EXERCISE BRIEF
Return exactly the lines below, starting with the one that has "Each instance of the window frame" and going on through the one that has "Each instance of the parked".
BEGIN STUDY MATERIAL
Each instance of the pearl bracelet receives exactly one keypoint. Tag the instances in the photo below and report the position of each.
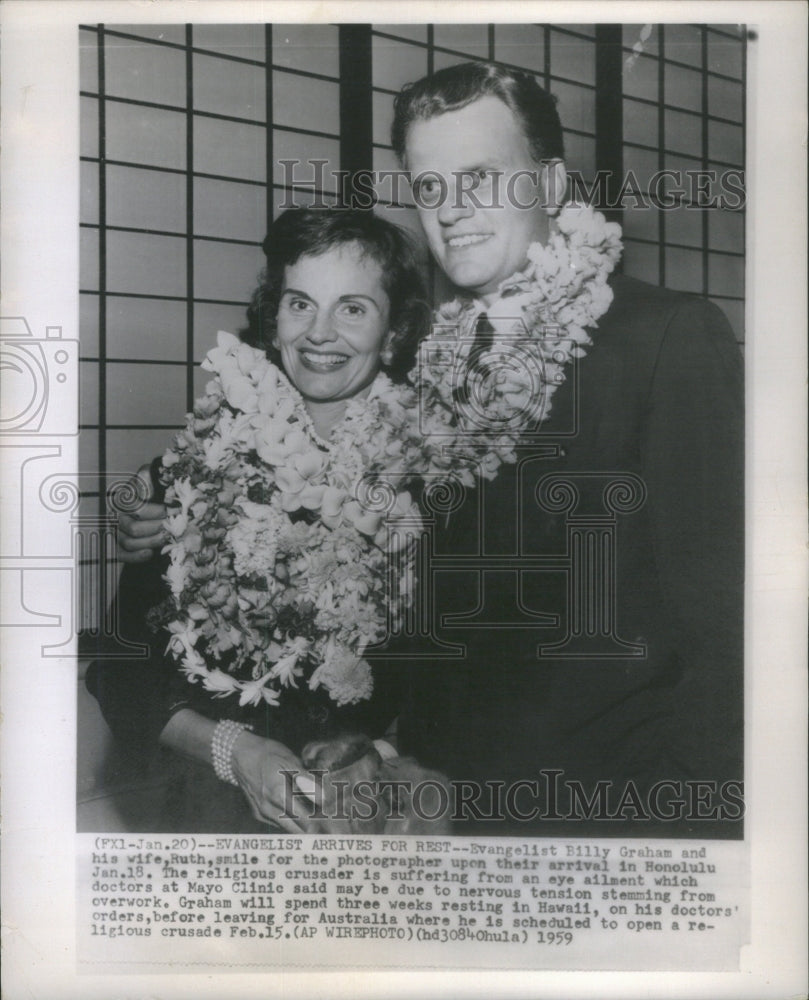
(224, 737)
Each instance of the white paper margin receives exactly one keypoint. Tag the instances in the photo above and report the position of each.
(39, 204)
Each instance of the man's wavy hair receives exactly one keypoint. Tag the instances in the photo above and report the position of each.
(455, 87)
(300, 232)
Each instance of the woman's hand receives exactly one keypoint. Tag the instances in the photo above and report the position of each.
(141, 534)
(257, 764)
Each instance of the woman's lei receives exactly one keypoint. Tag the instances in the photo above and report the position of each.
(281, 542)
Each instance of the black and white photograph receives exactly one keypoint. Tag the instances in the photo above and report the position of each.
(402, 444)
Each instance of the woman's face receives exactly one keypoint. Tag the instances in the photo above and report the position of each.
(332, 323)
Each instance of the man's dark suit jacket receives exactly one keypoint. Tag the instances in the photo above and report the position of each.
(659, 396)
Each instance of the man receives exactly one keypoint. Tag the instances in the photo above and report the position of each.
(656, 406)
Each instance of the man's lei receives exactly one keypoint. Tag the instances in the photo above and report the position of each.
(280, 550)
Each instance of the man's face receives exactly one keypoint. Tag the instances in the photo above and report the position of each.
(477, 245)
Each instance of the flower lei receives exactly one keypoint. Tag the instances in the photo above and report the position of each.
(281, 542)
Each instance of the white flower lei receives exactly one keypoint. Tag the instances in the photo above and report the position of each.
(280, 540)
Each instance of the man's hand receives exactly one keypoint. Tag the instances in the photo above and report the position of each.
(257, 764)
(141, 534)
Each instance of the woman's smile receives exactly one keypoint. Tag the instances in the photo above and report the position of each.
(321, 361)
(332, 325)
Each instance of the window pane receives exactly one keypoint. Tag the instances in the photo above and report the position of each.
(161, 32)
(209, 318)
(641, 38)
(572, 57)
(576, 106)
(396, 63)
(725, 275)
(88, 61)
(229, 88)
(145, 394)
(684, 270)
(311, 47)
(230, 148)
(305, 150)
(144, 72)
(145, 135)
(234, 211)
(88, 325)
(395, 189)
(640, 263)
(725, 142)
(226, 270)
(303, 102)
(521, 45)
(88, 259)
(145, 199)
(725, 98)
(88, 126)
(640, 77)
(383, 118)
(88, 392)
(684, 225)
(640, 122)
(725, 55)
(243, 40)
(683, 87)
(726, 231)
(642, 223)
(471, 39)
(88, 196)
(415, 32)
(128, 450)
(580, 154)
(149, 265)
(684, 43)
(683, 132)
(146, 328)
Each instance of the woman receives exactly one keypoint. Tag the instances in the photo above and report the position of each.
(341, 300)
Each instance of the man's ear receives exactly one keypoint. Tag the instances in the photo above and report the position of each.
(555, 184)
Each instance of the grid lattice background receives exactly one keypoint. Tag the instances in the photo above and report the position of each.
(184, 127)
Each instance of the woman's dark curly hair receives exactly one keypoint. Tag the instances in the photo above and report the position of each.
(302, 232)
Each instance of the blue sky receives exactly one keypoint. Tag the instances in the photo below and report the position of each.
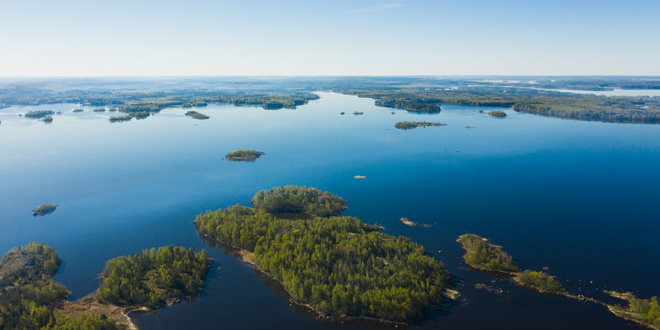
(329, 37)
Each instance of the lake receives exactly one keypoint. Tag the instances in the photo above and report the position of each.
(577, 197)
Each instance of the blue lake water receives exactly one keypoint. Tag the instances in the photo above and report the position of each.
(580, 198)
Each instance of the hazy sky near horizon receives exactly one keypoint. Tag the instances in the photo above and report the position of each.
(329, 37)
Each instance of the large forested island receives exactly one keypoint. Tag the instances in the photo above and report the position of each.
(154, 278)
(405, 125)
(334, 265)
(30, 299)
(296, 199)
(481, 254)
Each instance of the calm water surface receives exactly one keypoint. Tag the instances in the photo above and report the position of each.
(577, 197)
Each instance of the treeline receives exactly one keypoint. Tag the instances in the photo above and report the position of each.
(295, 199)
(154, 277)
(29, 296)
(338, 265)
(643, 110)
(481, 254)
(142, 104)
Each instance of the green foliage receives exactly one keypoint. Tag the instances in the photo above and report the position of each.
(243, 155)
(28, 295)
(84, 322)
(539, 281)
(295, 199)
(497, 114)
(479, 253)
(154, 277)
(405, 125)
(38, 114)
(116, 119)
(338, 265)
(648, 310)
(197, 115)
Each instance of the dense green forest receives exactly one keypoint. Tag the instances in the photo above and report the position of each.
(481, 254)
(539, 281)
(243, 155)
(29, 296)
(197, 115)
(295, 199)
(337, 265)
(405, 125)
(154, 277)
END STUDY MATERIAL
BEGIN STUDY MATERIAL
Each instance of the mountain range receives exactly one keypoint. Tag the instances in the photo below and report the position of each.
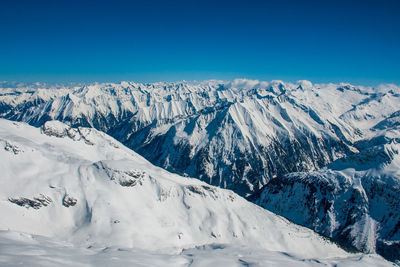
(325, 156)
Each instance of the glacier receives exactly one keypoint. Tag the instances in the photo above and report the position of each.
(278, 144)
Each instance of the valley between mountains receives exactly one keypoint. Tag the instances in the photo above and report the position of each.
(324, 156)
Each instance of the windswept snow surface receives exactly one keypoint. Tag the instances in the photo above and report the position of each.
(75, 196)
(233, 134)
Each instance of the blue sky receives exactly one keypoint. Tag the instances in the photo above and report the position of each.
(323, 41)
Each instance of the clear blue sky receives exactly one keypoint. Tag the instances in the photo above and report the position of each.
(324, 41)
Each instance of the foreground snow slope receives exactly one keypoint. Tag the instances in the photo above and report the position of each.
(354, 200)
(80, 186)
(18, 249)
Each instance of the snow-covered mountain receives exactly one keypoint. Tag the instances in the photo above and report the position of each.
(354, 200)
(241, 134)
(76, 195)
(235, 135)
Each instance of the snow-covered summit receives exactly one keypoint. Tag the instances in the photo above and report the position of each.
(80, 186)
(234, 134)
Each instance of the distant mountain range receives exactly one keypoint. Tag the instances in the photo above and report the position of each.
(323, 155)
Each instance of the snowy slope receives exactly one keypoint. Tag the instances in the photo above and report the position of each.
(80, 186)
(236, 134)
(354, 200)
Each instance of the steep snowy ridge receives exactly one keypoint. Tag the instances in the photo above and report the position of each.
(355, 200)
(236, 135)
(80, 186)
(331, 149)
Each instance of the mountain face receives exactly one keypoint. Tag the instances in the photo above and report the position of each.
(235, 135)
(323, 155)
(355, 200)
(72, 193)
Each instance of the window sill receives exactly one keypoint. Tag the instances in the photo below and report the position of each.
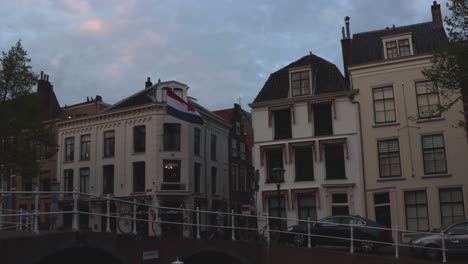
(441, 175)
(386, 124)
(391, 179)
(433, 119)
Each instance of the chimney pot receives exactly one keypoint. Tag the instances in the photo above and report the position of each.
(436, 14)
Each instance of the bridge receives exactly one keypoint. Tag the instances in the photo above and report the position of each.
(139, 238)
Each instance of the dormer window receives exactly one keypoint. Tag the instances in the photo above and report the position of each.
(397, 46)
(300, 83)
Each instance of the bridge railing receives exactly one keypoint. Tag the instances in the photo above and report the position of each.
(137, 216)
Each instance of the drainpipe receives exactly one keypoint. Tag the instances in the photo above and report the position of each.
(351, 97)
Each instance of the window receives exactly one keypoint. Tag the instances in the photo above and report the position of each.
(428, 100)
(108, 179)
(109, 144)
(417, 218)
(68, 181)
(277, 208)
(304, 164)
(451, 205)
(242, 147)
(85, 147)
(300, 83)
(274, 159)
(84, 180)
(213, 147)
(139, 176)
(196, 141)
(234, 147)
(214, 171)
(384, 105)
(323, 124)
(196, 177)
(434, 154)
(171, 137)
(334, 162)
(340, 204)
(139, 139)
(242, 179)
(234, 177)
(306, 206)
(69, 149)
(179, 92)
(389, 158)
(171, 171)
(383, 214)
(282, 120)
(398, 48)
END STUDY MATERIAL
BEGIN STUDY MATERIAL
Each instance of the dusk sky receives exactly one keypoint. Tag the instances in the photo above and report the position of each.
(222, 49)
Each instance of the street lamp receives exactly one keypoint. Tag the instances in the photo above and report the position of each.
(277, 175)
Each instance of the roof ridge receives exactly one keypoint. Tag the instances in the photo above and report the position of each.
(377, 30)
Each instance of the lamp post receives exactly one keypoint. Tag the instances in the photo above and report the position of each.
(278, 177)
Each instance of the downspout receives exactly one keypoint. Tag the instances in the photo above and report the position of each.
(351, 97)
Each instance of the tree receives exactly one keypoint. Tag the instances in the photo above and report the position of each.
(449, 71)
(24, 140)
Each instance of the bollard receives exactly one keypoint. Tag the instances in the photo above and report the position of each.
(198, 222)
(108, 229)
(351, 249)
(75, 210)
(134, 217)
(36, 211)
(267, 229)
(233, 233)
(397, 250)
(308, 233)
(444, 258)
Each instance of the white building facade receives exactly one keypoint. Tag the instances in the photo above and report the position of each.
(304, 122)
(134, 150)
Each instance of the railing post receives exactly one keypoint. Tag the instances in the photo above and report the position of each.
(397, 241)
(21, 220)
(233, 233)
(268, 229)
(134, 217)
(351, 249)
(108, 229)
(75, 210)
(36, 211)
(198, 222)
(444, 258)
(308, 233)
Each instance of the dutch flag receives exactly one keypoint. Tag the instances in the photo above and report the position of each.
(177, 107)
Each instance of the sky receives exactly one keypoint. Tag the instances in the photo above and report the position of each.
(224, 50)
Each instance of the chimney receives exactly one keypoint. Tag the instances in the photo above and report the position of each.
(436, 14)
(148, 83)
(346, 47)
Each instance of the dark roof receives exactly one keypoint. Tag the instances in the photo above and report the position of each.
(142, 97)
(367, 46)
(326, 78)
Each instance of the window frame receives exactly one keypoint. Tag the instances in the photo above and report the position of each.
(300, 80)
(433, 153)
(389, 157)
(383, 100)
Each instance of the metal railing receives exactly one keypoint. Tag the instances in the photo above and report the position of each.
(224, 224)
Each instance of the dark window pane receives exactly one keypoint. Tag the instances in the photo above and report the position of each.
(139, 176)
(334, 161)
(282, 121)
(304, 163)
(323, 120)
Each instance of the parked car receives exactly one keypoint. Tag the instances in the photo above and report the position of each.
END STUDY MATERIAL
WRITTEN SOLUTION
Each instance of the window frame receives exactly one keypoint. Tag the instances in the photo above and report the position of each.
(300, 80)
(433, 153)
(389, 157)
(383, 100)
Each instance of the metal railing receives exactly one keypoint. Tag the instances in the photo above and report the position of each.
(224, 224)
Each instance of the dark window pane receives exactly one keypoint. Tag the instances in the photo above and report the position of each.
(139, 176)
(334, 161)
(282, 121)
(304, 163)
(323, 120)
Each instance of the parked car receives exactly one keypoint. Tag the instances in the photo above and report the position of each.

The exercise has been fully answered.